__本文抜粋__

#####

では、どんなやり方がいいのか? という話をする前に、ちょっと考えてみましょう。

この連載の第5回「計画通りいかないのが仕事。それでも計画は役に立つ」では、突発的にやってくる「予定外の仕事」の話をしました。仕事に集中しているときに「予定外の仕事」が飛び込んできて、仕事を中断させられる……。そういうことが多いと、仕事の効率は確実に下がりますし、「仕事に集中できない!」とイライラすることもあります。

ただ、それらの「予定外の仕事」は向こうからやってくるものですし、自分で簡単にはコントロールできません。仕方ない面もあるんですね。

一方、メールの場合、自分の仕事を中断してしまっているのは、自分自身です。不思議なもので、他人に仕事を中断させられるとイライラする人も、メールのせいで仕事を中断することには無頓着であることが多いです。無意識のうちにメールに振り回されているんですね。まずはこれを変えていかなければいけません。

そのためには、仕事を中断するきっかけになるメールの受信通知機能をオフにするのがおすすめです。これはメールソフトで設定することができます。

メールの受信通知をオフにすると、自分のタイミングでメールを見ることができます。おすすめは仕事に一区切りがつくまではメールを見ない。一区切りついたところでメールを確認するというやり方です。

一区切りというのは、ひとつのタスクが終わったところでもいいですし、複数のタスクを終わらせたときでも構いません。ちょっと長いタスクの場合は、タスクの中で一区切りついたときでも構いません。その間隔は、私の場合で30分から90分くらいが多く、長くても2時間程度です。この程度なら「メールの返信が遅い」とは言われません。普段も会議などでこの程度の時間があくことはあるわけですから、この程度の遅れは許してもらいましょう。

このように、メールソフトに通知されるのではなく、自分のタイミングでメールに切り替える。これだけでもパソコン仕事の効率は確実に上がります。

その場で返信するか、タスクとして書きとめよう

また、自分のタイミングでメールに向かうようにすると、メールにしっかり集中できるようになります。メールと他の仕事の切り替えを、自分でメリハリをつけてコントロールできる感じです。

#####

__与えられた記録__

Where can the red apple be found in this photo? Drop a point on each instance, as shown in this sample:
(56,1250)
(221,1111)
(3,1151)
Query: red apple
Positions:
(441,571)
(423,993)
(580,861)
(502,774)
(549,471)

#####

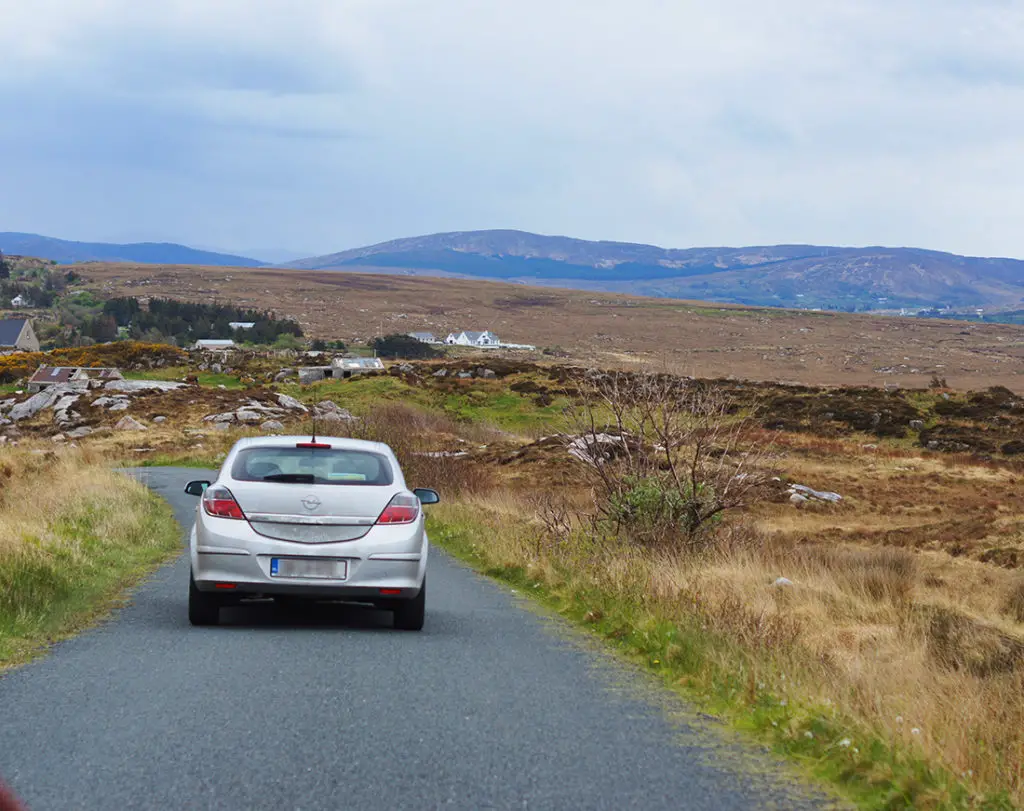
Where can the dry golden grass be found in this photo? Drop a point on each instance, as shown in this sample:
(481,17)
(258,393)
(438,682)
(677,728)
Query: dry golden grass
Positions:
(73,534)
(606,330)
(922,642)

#####

__取り組む課題__
メールの扱い方についての本文から、「メールの受信通知をオフにする」から「事の効率は確実に上がります。」までを一字一句違えずに書き写すこと。

__解答全文__
メールの受信通知をオフにすると、自分のタイミングでメールを見ることができます。おすすめは仕事に一区切りがつくまではメールを見ない。一区切りついたところでメールを確認するというやり方です。

一区切りというのは、ひとつのタスクが終わったところでもいいですし、複数のタスクを終わらせたときでも構いません。ちょっと長いタスクの場合は、タスクの中で一区切りついたときでも構いません。その間隔は、私の場合で30分から90分くらいが多く、長くても2時間程度です。この程度なら「メールの返信が遅い」とは言われません。普段も会議などでこの程度の時間があくことはあるわけですから、この程度の遅れは許してもらいましょう。

このように、メールソフトに通知されるのではなく、自分のタイミングでメールに切り替える。これだけでもパソコン仕事の効率は確実に上がります。